→ Task to carry out
Rewrite everything from the row containing "LOOKUP person in white jacket | emit_box" down to the row containing "[136,233,340,280]", both included, as a numbered list with no blank lines. Leave out all other rows.

>> start Dataset records

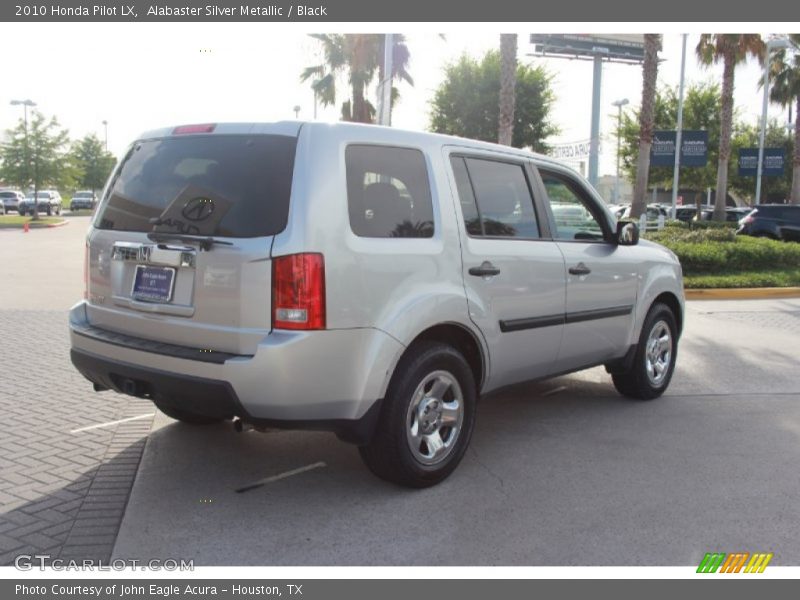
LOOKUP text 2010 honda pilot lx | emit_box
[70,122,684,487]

>> end Dataset records
>> start Dataset records

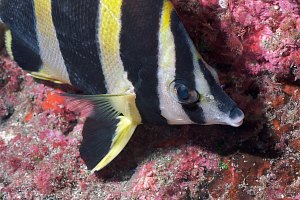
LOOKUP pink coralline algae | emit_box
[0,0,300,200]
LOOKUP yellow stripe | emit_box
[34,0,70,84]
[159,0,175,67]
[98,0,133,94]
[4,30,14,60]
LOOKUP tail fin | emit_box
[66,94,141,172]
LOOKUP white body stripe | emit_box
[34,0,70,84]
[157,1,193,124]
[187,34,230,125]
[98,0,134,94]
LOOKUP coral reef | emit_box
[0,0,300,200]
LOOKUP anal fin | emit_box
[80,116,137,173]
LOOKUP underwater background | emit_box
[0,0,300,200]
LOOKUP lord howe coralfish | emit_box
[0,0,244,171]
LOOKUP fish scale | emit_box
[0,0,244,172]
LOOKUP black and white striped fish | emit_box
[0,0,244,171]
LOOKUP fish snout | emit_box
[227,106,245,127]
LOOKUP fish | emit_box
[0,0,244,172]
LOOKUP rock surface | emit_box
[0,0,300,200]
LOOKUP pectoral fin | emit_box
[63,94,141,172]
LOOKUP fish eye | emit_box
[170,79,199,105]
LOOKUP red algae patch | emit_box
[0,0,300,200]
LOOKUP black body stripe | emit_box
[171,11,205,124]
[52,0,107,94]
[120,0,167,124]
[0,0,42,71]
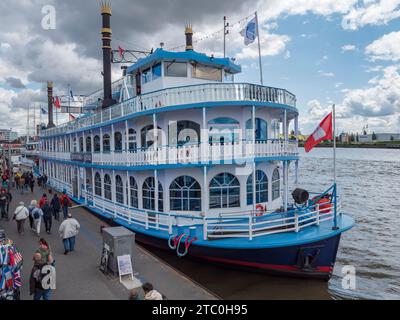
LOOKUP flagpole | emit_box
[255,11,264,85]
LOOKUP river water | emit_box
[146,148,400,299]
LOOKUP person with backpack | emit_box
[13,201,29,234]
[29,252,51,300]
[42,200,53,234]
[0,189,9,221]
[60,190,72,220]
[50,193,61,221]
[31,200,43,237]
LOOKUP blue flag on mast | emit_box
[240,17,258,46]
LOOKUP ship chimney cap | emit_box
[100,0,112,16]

>> end Dataset records
>> start Dataset records

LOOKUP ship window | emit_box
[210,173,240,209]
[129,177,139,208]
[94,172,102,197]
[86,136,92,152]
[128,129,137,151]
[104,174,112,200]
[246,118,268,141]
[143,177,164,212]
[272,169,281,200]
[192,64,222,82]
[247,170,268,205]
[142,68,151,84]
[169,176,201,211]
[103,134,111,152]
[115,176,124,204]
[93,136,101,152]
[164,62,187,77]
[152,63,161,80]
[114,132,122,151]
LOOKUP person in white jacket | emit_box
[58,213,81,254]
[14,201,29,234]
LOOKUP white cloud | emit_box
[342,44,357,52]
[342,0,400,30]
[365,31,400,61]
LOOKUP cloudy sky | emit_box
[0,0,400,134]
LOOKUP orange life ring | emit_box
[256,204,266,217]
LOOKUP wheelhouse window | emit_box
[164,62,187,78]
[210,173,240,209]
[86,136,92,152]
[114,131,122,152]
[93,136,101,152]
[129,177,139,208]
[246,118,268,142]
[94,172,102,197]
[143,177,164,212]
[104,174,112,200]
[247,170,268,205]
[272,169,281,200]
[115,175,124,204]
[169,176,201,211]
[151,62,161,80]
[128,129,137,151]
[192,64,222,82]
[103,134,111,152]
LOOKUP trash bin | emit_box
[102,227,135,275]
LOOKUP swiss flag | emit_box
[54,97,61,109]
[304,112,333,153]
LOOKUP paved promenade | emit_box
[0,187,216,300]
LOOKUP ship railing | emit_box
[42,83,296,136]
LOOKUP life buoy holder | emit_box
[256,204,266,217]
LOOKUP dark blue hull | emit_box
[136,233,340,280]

>> end Dataset records

→ Solved problem
1. LOOKUP person in white jacket | emit_box
2. [58,213,81,254]
3. [14,201,29,234]
4. LOOKUP white cloud | emit_box
5. [342,44,357,52]
6. [342,0,400,30]
7. [365,31,400,61]
8. LOOKUP cloudy sky | emit_box
9. [0,0,400,134]
10. LOOKUP orange life ring | emit_box
11. [256,204,266,217]
12. LOOKUP wheelhouse window | emit_box
13. [164,62,187,78]
14. [210,173,240,209]
15. [86,136,92,152]
16. [114,131,122,152]
17. [93,136,101,152]
18. [129,177,139,208]
19. [246,118,268,142]
20. [94,172,102,197]
21. [143,177,164,212]
22. [104,174,112,200]
23. [247,170,268,205]
24. [272,169,281,200]
25. [115,175,124,204]
26. [169,176,201,211]
27. [151,62,161,80]
28. [128,129,137,151]
29. [192,64,222,82]
30. [103,134,111,152]
31. LOOKUP trash bin | emit_box
32. [102,227,135,275]
33. LOOKUP swiss flag | emit_box
34. [54,97,61,109]
35. [304,112,333,153]
36. LOOKUP paved promenade | emit_box
37. [0,187,216,300]
38. LOOKUP ship railing | emit_box
39. [42,83,296,136]
40. LOOKUP life buoy holder | emit_box
41. [256,204,266,217]
42. LOOKUP dark blue hull | emit_box
43. [136,233,340,280]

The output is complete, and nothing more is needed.